Rewrite the rows below as a two-column CSV with the headers instruction and response. Give one line per row, with the row's text in one quoted field and its answer in the other, turn line breaks into spaces, and leave out the pictures.
___ Data to process
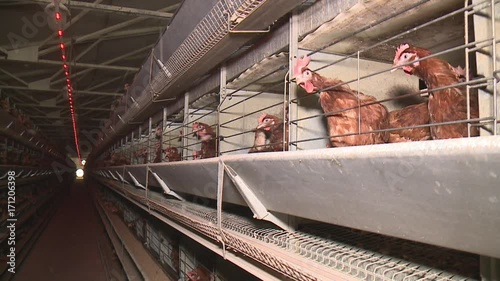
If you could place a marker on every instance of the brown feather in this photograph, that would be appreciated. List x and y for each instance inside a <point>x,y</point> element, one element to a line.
<point>373,116</point>
<point>449,104</point>
<point>417,114</point>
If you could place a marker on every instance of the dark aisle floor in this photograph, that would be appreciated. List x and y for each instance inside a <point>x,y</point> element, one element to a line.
<point>68,249</point>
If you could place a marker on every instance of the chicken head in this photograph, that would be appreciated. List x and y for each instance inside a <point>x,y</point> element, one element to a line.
<point>266,122</point>
<point>403,58</point>
<point>202,131</point>
<point>303,75</point>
______
## Written response
instruction,response
"If you could place a marker on every instance of the brown feather in this photograph, that would be appreciated. List x and y for each instance inside a <point>x,y</point> element, one element to a line.","<point>373,116</point> <point>449,104</point> <point>417,114</point>"
"If you could place a marker on every instance of the dark aisle floor in this photograph, that would be appreciated. List x and y for each instance inside a <point>x,y</point> element, one element to a line.","<point>68,249</point>"
"If you could place a marker on every instance of the chicken head in this photograph, that would be appreciated. List x and y for each instance inside a <point>x,y</point> element, one element to a line.","<point>266,122</point> <point>403,58</point> <point>202,131</point> <point>303,75</point>"